■ TASK INSTRUCTIONS:
An exact reproduction of the entries is needed. Keep all pictures out of it.

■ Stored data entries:
▼

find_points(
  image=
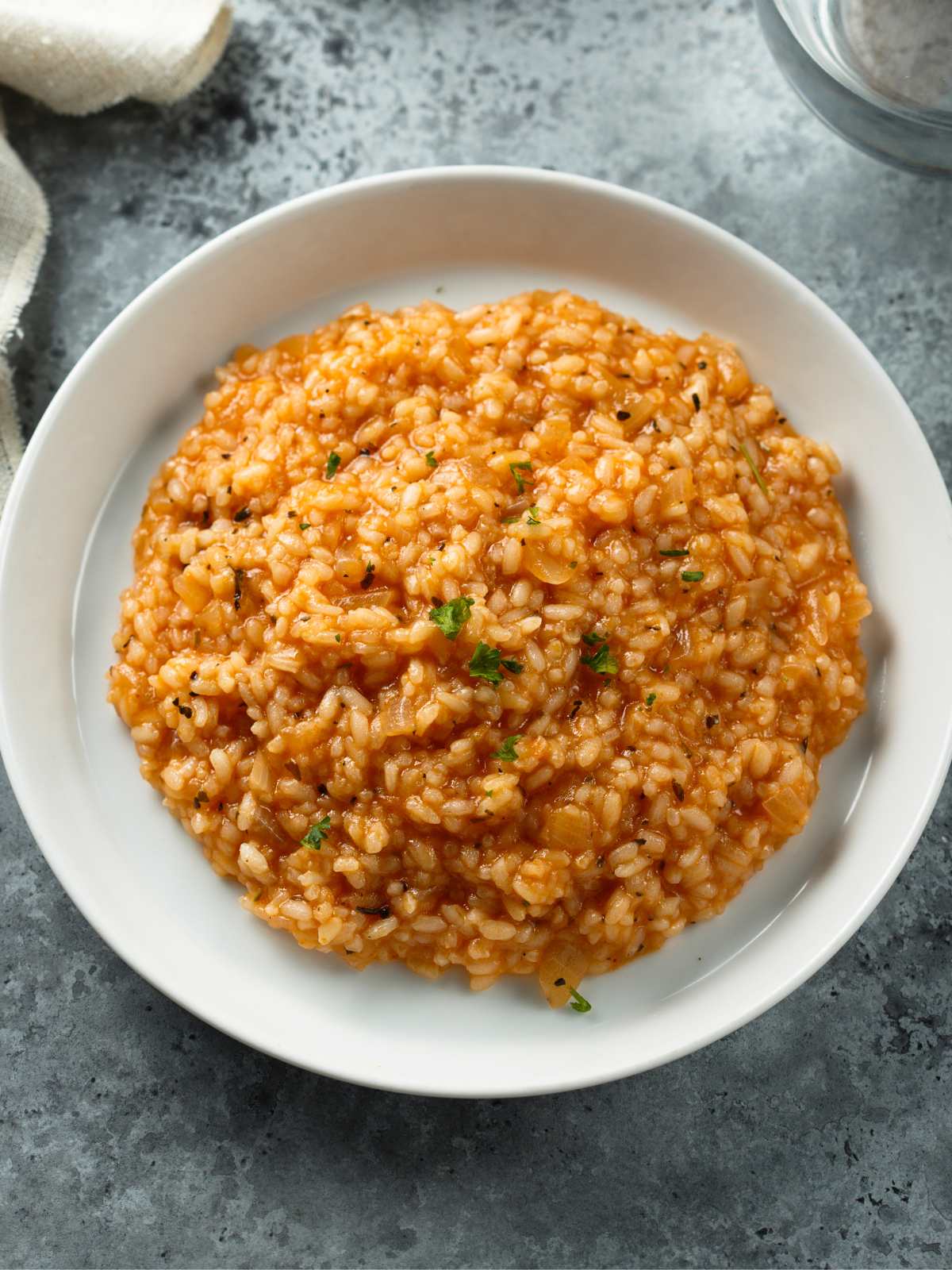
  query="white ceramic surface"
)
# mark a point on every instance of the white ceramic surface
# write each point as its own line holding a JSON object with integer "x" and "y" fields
{"x": 463, "y": 234}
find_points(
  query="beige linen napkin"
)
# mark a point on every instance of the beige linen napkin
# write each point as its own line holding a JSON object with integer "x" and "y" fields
{"x": 80, "y": 56}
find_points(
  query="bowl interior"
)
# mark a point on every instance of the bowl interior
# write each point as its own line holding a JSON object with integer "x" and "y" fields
{"x": 461, "y": 238}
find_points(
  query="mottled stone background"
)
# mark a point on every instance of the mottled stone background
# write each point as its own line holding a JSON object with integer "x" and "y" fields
{"x": 132, "y": 1134}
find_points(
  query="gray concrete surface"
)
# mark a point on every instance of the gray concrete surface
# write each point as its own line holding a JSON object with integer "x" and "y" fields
{"x": 132, "y": 1134}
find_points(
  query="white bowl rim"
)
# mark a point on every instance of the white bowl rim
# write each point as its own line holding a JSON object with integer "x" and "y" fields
{"x": 59, "y": 860}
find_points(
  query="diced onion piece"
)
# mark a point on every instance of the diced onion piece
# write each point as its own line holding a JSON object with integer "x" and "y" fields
{"x": 268, "y": 827}
{"x": 400, "y": 717}
{"x": 677, "y": 493}
{"x": 640, "y": 412}
{"x": 546, "y": 567}
{"x": 787, "y": 810}
{"x": 562, "y": 962}
{"x": 569, "y": 827}
{"x": 734, "y": 374}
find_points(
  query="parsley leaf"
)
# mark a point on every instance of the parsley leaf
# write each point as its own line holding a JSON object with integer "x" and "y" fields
{"x": 602, "y": 662}
{"x": 517, "y": 469}
{"x": 452, "y": 616}
{"x": 754, "y": 469}
{"x": 484, "y": 664}
{"x": 317, "y": 835}
{"x": 579, "y": 1003}
{"x": 507, "y": 751}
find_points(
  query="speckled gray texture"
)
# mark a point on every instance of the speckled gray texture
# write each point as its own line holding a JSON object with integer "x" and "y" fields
{"x": 132, "y": 1134}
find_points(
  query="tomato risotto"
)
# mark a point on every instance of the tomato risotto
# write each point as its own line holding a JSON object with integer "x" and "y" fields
{"x": 508, "y": 639}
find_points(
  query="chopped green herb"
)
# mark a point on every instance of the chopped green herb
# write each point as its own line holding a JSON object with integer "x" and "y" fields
{"x": 579, "y": 1003}
{"x": 317, "y": 835}
{"x": 601, "y": 662}
{"x": 753, "y": 468}
{"x": 507, "y": 751}
{"x": 452, "y": 616}
{"x": 484, "y": 664}
{"x": 517, "y": 469}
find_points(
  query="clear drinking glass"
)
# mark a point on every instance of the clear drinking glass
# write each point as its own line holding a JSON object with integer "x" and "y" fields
{"x": 876, "y": 71}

▲

■ SOLUTION FOR THIS TASK:
find_points(
  image=
  query="white ceramic surface"
)
# mark a point on every instance of the white ceramic surface
# write each point as its own line holding a JSON object with integer "x" and "y" fields
{"x": 463, "y": 234}
find_points(
  query="beige linen napkin"
)
# mark a point on every instance of the beige linen napkin
# write each point as its own line holding a JSON object with integer "x" and "y" fields
{"x": 80, "y": 56}
find_points(
  query="bowl interior"
)
# mark a point on every instance of the bowl interior
# write each point as its own line holding a JSON object with integer "x" and "y" fields
{"x": 461, "y": 238}
find_points(
  query="mottled stone background"
)
# mark a point on every instance of the mottled stone background
# write each point as its own line holding a JSON object with integer "x" and "y" fields
{"x": 132, "y": 1134}
find_points(
  query="gray concrete surface"
)
# mark a point on every instance of the gray concrete surface
# write each point as its own line holding a JSON object with integer "x" and "y" fields
{"x": 132, "y": 1134}
find_points(
  query="white bowl rim"
)
# mark a point on every instance of the white bowl rim
# write each point as its own line holding a JSON object with integer "x" and "y" fields
{"x": 59, "y": 860}
find_points(
  query="diced onion piece"
)
# mark a point on every instance of the diced onion piece
# write each point as its own line holding a JSON object with integer "x" and "y" fields
{"x": 268, "y": 827}
{"x": 400, "y": 717}
{"x": 677, "y": 493}
{"x": 640, "y": 412}
{"x": 546, "y": 567}
{"x": 787, "y": 810}
{"x": 562, "y": 962}
{"x": 569, "y": 827}
{"x": 734, "y": 374}
find_points(
  query="parsley leaf"
)
# mark a point on every instance of the parsley leaf
# write each point as its own line holding a JSON object with integer "x" and "y" fields
{"x": 602, "y": 662}
{"x": 517, "y": 469}
{"x": 452, "y": 616}
{"x": 754, "y": 469}
{"x": 484, "y": 664}
{"x": 317, "y": 835}
{"x": 579, "y": 1003}
{"x": 507, "y": 751}
find_points(
  query="speckled gray texture"
)
# mark a point on every instance of the speckled gray texture
# write each point as its own line holding a JSON object with integer "x" and "y" fields
{"x": 132, "y": 1134}
find_points(
  query="tomato risotto"
)
# mark a point on every instance of the tomato risotto
# write each point as its own line holding a JSON object with integer "x" and "y" fields
{"x": 508, "y": 639}
find_points(
  query="chopped green herb"
)
# mark a point on every instance of the chopped green herb
# write each point as its own line holding a JSON object with integer "x" and "y" fields
{"x": 579, "y": 1003}
{"x": 317, "y": 835}
{"x": 601, "y": 662}
{"x": 753, "y": 468}
{"x": 507, "y": 751}
{"x": 452, "y": 616}
{"x": 484, "y": 664}
{"x": 517, "y": 469}
find_points(
  query="clear drinking glass"
)
# mark a point on every instance of the clear drinking glass
# write each point as its own line holding a JSON object with integer "x" and "y" fields
{"x": 876, "y": 71}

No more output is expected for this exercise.